EXTRAIT CHOISI:
* * * *
Paralysés. Menacés. Pandémie oblige, nous sommes isolés, enfermés, pris au piège du confinement. Pour en sortir, il y a les écrans. Des fenêtres ouvertes sur le monde, sur les autres. Voir et être vu… mais pas touché. Et ces fenêtres se font tantôt soulagement, consolation ou tantôt pis-aller, exutoire… Écoutez les nouvelles, les médecins et psychologues, regardez autour de vous, la majorité d’entre nous cherche à travers les écrans un peu de ce que nous avons perdu : la vie telle qu’on la vivait avant le confinement. C’est bien sûr trop demander aux écrans et on a hâte de retrouver la vie d’avant avec bien sûr, sa « culture du divertissement » (slogan d’un grand magasin de disque et livres de Montréal).
 
Mais si on regarde bien, les conditions actuelles ne sont pas si nouvelles. La pandémie ne fait que rendre plus visible notre attitude face à la vie. Nous restons prisonniers du regard que nous portons sur le monde. La science, la politique et l’économie en sont les reflets.
* * * *
LIGNES AFFICHÉES:

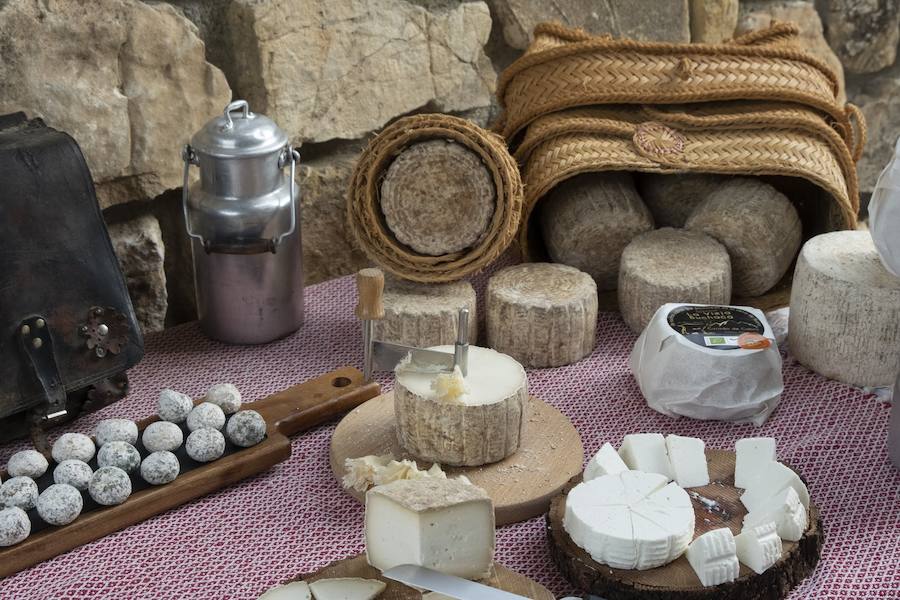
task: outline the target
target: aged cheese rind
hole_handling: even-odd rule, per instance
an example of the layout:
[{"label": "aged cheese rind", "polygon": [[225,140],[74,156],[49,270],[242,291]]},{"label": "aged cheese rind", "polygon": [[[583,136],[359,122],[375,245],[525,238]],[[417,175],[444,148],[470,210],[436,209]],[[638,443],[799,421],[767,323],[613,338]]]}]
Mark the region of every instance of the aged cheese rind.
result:
[{"label": "aged cheese rind", "polygon": [[428,348],[456,341],[459,309],[469,309],[469,343],[478,337],[475,290],[468,281],[415,283],[388,276],[384,318],[375,321],[375,337],[386,342]]},{"label": "aged cheese rind", "polygon": [[526,367],[558,367],[594,350],[597,285],[574,267],[507,267],[487,287],[487,341]]},{"label": "aged cheese rind", "polygon": [[[452,352],[452,346],[435,350]],[[453,466],[497,462],[519,448],[527,421],[525,370],[509,356],[469,347],[470,394],[454,402],[436,397],[435,375],[398,368],[394,386],[397,436],[417,459]]]},{"label": "aged cheese rind", "polygon": [[448,140],[413,144],[381,184],[381,211],[397,240],[442,256],[477,246],[496,208],[490,171],[471,150]]},{"label": "aged cheese rind", "polygon": [[710,193],[685,223],[723,244],[738,296],[759,296],[787,273],[803,228],[787,197],[758,179],[737,177]]},{"label": "aged cheese rind", "polygon": [[890,386],[900,364],[900,278],[867,231],[806,242],[791,289],[788,341],[807,368],[857,386]]},{"label": "aged cheese rind", "polygon": [[622,318],[635,333],[669,302],[728,304],[728,251],[697,231],[663,228],[639,235],[622,253],[618,296]]},{"label": "aged cheese rind", "polygon": [[599,290],[614,290],[622,250],[636,235],[653,229],[653,217],[630,173],[585,173],[547,194],[540,222],[553,262],[594,278]]}]

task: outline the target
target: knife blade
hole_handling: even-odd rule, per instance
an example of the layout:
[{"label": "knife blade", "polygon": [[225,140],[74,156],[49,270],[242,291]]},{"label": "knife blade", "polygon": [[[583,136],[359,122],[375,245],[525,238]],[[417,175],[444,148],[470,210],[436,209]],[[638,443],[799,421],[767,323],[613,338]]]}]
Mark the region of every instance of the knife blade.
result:
[{"label": "knife blade", "polygon": [[444,575],[416,565],[400,565],[388,569],[382,575],[388,579],[431,592],[439,592],[457,600],[529,600],[525,596],[504,592],[461,577]]}]

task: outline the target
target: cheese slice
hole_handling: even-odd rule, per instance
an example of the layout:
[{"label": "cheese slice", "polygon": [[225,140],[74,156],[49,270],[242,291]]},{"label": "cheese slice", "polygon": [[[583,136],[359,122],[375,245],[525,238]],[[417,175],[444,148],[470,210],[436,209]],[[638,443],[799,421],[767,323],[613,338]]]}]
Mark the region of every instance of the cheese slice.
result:
[{"label": "cheese slice", "polygon": [[775,438],[744,438],[734,444],[734,485],[747,489],[775,462]]},{"label": "cheese slice", "polygon": [[781,558],[781,538],[775,523],[750,527],[734,536],[738,560],[756,573],[763,573]]},{"label": "cheese slice", "polygon": [[584,470],[584,480],[590,481],[602,475],[615,475],[622,471],[627,471],[628,465],[616,452],[616,449],[607,442],[600,447],[594,458],[588,462],[588,466]]},{"label": "cheese slice", "polygon": [[404,479],[366,493],[366,556],[386,571],[419,565],[467,579],[490,575],[494,506],[455,479]]},{"label": "cheese slice", "polygon": [[691,542],[687,559],[704,586],[734,581],[741,570],[734,535],[727,527],[707,531]]},{"label": "cheese slice", "polygon": [[361,577],[320,579],[309,584],[315,600],[375,600],[386,587],[383,581]]},{"label": "cheese slice", "polygon": [[666,451],[672,465],[672,475],[678,485],[681,487],[709,485],[705,448],[706,444],[698,438],[666,436]]},{"label": "cheese slice", "polygon": [[659,473],[671,481],[672,466],[666,453],[666,439],[661,433],[632,433],[625,436],[619,456],[629,469]]}]

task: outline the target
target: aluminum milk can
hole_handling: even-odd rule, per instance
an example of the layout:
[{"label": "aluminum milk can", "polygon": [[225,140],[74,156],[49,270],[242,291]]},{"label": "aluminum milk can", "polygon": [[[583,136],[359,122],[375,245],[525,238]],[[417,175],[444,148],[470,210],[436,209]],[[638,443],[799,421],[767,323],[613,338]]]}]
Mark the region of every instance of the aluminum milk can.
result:
[{"label": "aluminum milk can", "polygon": [[[234,344],[296,331],[303,323],[300,156],[287,135],[237,100],[194,134],[182,158],[200,328]],[[191,165],[200,180],[189,186]]]}]

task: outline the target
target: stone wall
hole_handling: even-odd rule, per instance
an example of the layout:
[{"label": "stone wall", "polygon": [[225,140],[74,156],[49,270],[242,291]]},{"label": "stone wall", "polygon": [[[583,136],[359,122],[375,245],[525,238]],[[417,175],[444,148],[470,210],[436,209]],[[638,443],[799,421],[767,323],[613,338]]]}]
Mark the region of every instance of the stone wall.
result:
[{"label": "stone wall", "polygon": [[900,135],[896,0],[0,0],[0,113],[81,144],[146,330],[190,320],[180,148],[232,98],[300,146],[309,283],[367,264],[344,223],[354,161],[381,127],[443,111],[487,124],[497,75],[535,24],[718,42],[795,20],[869,120],[870,192]]}]

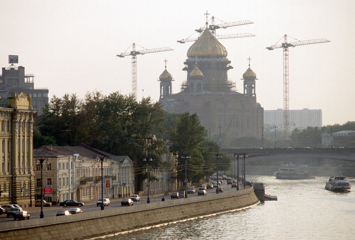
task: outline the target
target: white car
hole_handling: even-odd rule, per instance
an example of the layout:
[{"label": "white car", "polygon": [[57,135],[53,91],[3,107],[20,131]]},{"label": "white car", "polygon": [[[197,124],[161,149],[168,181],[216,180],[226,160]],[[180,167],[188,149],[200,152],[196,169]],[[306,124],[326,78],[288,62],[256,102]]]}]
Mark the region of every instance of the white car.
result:
[{"label": "white car", "polygon": [[139,202],[140,200],[141,199],[141,197],[137,194],[134,194],[131,195],[131,196],[130,197],[130,198],[132,199],[132,201],[134,201],[135,202]]},{"label": "white car", "polygon": [[[110,205],[110,199],[108,198],[104,198],[104,206],[108,206]],[[99,201],[96,202],[96,206],[98,207],[99,206],[101,206],[101,202],[102,201],[101,201],[101,199],[99,199]]]},{"label": "white car", "polygon": [[187,193],[195,193],[196,192],[194,188],[189,188],[187,189]]}]

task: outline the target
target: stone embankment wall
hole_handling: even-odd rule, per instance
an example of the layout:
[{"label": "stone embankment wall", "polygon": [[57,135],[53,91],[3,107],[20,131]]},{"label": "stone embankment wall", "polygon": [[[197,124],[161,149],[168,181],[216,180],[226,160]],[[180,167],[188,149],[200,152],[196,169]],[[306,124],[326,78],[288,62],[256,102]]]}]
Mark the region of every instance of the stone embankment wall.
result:
[{"label": "stone embankment wall", "polygon": [[237,209],[259,202],[251,187],[69,216],[13,221],[0,224],[0,240],[85,239]]}]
* * * *
CONSIGNES:
(1) Pour chaque affirmation, dites si elle concorde avec l'extrait sur le confinement en répondant par oui ou par non, et citez à l'identique les mots de l'extrait qui le montrent.
(a) Les écrans permettent de voir, d'être vu et d'être touché.
(b) La pandémie rend plus visible notre attitude face à la vie.
(c) L'expression « culture du divertissement » est le slogan d'un grand magasin de Montréal.
(2) Répondez brièvement à ces questions à l'aide de l'extrait sur le confinement.
(a) À quoi sommes-nous pris au piège ?
(b) Que cherche la majorité d'entre nous à travers les écrans ?
(c) Quels domaines sont présentés comme les reflets du regard que nous portons sur le monde ?
(3) Reproduisez à l'identique le passage de l'extrait sur le confinement qui commence par « Paralysés. Menacés. Pandémie » et se poursuit jusqu'à « livres de Montréal). ».
Ces lignes proviennent d'une autre source que l'extrait.

CORRIGÉS:
(1)
(a) Non : « Voir et être vu… mais pas touché. »
(b) Oui : « La pandémie ne fait que rendre plus visible notre attitude face à la vie. »
(c) Oui : « slogan d’un grand magasin de disque et livres de Montréal »

(2)
(a) Au confinement.
(b) Un peu de ce que nous avons perdu : la vie telle qu'on la vivait avant le confinement.
(c) La science, la politique et l'économie.

(3)
Paralysés. Menacés. Pandémie oblige, nous sommes isolés, enfermés, pris au piège du confinement. Pour en sortir, il y a les écrans. Des fenêtres ouvertes sur le monde, sur les autres. Voir et être vu… mais pas touché. Et ces fenêtres se font tantôt soulagement, consolation ou tantôt pis-aller, exutoire… Écoutez les nouvelles, les médecins et psychologues, regardez autour de vous, la majorité d’entre nous cherche à travers les écrans un peu de ce que nous avons perdu : la vie telle qu’on la vivait avant le confinement. C’est bien sûr trop demander aux écrans et on a hâte de retrouver la vie d’avant avec bien sûr, sa « culture du divertissement » (slogan d’un grand magasin de disque et livres de Montréal).